» DOCUMENT EXTRACT
In particular, as we have seen, the ongoing ADEMU research can help: the design of debt-markets and contracts to reduce the risk of self-fulfilling debt crises; better assessment of the trade-off between stimulus and austerity programs in times of crisis – in particular, the effectiveness of fiscal policies; assessment of whether capital taxes should be used or avoided; reassessment of the EBU design (even it is not a core element of the project) and exploration of new financial arrangements to reduce financial risks; a definition of the legal and political-economy limits of the current EMU framework and how some may be overcome. Further work needs to be done, but a base is now in place. Furthermore, there is an area where more concrete proposals are underway, with which we conclude this narrative: risk-sharing arrangements for a new EMU framework.
A risk-sharing fund for the Euro Area?
A recognized problem with the EMU design is how country or regional, specific shocks can be smoothed, given that there is a common currency and (Fiscal Compact) limitations on fiscal national policies. Even under the present, more flexible, interpretation of the Stability and Growth Pact, the ability to share risks is very limited, compared with federal systems, where the same federal budget provides some risk sharing to imperfectly correlated shocks across the federation.49 Ferrari and Rogantini have shown, using counterfactual analysis, that being in the EA did not help to smooth consumption – in particular, for countries on the periphery.50 The development of the European Banking Union can help to pool risks, but it is unlikely it will have the smoothing effect that pro-cyclical local tax revenues have in federal tax systems. Similarly, it can be argued that the ESM can help to smooth consumption but it is not designed as a risk-sharing mechanism (we return to this).
A “shock absorbing facility” for the EA, or EU, must take into account two problems: first, that the extent of ex-post solidarity in a heterogeneous union is limited (i.e. risk- sharing transfers should not become persistent transfers beyond some mutually accepted limits); second that, as with any insurance scheme, there may be moral hazard problems since idiosyncratic shocks (e.g. welfare state commitments) can have an important endogenous component and information about the effort to prevent them is limited.51 In other words, what is needed is the design of a constrained efficient risk- sharing mechanism, along the lines of the Financial Stability Fund (FSF) proposed by Ábrahám et al.52 The fund sets a long-term contract with each participating country specifying state-contingent countercyclical transfers, designed in such a way that neither the country nor the fund, have any incentive to break the contract at any point in time, and the country exercises the right amount of effort to reduce country risks.

» EXERCISE TASK 1
In the passage on Euro Area risk sharing, who proposed the Financial Stability Fund (FSF)?
» EXERCISE TASK 2
Repeat word for word the part of the passage on Euro Area risk sharing that opens with the words containing "In particular, as" and closes with "new EMU framework.".

» LISTING
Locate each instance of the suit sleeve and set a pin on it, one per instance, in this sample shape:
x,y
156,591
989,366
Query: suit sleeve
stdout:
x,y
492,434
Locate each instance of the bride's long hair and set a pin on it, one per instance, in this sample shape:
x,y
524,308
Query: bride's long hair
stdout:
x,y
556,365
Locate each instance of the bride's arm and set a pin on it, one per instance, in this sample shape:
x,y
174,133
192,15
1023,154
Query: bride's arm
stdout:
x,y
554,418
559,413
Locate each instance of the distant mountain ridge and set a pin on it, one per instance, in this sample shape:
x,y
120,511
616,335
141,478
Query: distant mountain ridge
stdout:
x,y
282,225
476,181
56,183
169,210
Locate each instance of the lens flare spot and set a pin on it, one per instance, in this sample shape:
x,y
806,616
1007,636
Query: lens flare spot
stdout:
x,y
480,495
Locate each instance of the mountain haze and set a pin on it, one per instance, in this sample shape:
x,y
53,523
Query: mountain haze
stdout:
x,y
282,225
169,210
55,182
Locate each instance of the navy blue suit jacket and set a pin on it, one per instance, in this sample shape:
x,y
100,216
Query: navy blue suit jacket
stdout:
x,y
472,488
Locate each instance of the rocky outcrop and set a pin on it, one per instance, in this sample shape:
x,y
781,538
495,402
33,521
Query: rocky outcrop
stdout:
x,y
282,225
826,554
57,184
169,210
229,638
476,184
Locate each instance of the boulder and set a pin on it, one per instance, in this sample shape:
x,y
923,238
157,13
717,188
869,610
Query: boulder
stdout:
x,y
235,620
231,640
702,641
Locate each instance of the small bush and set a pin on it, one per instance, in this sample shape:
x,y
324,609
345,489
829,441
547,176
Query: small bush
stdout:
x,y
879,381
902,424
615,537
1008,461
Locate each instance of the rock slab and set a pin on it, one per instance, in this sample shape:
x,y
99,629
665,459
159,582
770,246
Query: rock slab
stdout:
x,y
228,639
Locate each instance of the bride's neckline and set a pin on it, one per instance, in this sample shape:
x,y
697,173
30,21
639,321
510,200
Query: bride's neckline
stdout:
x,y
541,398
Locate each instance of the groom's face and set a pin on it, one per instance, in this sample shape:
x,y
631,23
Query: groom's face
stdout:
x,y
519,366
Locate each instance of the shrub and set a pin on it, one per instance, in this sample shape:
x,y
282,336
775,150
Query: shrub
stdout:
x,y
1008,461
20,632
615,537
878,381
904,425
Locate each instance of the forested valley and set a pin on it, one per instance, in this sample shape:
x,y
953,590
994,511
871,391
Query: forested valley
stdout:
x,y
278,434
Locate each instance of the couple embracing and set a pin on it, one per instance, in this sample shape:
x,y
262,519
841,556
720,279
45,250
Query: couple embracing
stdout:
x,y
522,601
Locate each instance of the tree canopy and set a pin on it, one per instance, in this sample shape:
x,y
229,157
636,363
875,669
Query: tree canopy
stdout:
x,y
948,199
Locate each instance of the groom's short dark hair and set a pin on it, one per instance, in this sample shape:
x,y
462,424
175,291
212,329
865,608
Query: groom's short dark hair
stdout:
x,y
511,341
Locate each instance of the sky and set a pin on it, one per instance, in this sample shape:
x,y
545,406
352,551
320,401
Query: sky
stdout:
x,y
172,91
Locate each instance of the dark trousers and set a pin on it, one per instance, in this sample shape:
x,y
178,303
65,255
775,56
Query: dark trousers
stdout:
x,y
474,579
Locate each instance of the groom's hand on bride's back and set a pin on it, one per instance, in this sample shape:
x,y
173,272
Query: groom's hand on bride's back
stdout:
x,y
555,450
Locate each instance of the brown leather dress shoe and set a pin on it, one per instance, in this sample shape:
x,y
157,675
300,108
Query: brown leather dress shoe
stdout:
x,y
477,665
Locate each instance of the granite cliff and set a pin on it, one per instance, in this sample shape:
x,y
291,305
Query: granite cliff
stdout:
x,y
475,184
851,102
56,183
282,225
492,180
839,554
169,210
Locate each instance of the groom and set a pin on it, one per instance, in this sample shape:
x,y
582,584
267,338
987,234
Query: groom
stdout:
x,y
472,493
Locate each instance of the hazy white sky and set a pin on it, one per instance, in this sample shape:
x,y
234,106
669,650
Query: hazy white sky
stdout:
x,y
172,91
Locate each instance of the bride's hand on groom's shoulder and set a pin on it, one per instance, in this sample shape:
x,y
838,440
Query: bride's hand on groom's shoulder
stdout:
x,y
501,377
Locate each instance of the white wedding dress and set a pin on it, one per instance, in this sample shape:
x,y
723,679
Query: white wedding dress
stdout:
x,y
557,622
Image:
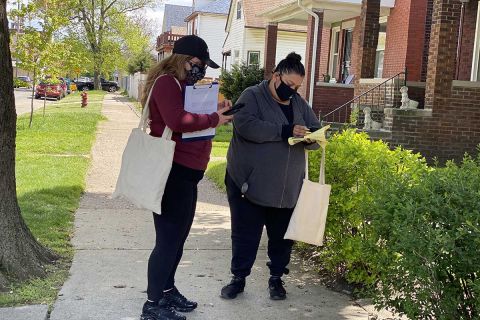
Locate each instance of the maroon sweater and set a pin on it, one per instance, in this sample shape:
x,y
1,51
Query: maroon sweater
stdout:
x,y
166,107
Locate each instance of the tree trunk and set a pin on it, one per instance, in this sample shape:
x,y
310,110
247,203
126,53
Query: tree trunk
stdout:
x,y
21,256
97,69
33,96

==

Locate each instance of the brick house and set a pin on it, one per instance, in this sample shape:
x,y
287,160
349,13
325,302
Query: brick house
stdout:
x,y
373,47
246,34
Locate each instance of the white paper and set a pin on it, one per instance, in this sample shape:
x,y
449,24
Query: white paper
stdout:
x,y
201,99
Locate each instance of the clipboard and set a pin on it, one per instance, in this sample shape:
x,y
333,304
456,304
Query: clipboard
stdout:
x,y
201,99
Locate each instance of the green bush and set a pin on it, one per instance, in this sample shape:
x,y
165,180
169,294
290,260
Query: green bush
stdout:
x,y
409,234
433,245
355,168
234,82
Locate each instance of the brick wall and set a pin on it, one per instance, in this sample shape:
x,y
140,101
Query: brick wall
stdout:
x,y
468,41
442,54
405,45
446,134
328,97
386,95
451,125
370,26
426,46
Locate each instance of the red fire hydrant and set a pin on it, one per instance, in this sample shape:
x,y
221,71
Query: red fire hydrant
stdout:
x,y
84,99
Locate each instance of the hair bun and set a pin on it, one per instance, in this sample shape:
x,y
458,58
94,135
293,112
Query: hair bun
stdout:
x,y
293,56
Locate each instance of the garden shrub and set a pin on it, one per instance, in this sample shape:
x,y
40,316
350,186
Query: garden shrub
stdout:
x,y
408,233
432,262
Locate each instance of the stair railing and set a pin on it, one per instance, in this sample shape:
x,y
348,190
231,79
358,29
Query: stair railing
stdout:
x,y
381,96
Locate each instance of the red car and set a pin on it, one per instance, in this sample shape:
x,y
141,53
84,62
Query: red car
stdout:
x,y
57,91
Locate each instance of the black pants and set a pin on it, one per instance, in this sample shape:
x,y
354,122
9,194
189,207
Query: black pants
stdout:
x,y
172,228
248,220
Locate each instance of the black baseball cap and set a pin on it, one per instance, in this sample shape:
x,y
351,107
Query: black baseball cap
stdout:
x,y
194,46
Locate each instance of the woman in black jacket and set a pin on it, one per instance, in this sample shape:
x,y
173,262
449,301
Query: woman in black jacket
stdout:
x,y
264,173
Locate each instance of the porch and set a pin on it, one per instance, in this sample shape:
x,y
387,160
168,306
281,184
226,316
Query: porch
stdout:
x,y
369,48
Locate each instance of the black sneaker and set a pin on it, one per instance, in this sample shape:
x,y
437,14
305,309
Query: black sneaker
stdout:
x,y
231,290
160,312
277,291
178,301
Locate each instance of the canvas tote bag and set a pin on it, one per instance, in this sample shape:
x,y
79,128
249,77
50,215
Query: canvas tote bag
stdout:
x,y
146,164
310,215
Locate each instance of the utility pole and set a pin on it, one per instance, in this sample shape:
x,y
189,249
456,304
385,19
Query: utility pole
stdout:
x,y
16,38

==

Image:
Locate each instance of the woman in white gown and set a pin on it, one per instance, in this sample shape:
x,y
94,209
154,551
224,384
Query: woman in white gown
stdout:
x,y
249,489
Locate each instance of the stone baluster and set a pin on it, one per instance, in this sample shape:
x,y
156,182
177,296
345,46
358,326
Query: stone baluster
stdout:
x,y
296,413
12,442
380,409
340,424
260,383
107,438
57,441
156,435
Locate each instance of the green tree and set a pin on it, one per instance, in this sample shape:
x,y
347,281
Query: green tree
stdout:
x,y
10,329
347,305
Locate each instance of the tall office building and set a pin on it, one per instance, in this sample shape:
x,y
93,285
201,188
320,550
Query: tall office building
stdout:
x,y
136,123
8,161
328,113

» TASK SOLUTION 1
Ábrahám et al.

» TASK SOLUTION 2
In particular, as we have seen, the ongoing ADEMU research can help: the design of debt-markets and contracts to reduce the risk of self-fulfilling debt crises; better assessment of the trade-off between stimulus and austerity programs in times of crisis – in particular, the effectiveness of fiscal policies; assessment of whether capital taxes should be used or avoided; reassessment of the EBU design (even it is not a core element of the project) and exploration of new financial arrangements to reduce financial risks; a definition of the legal and political-economy limits of the current EMU framework and how some may be overcome. Further work needs to be done, but a base is now in place. Furthermore, there is an area where more concrete proposals are underway, with which we conclude this narrative: risk-sharing arrangements for a new EMU framework.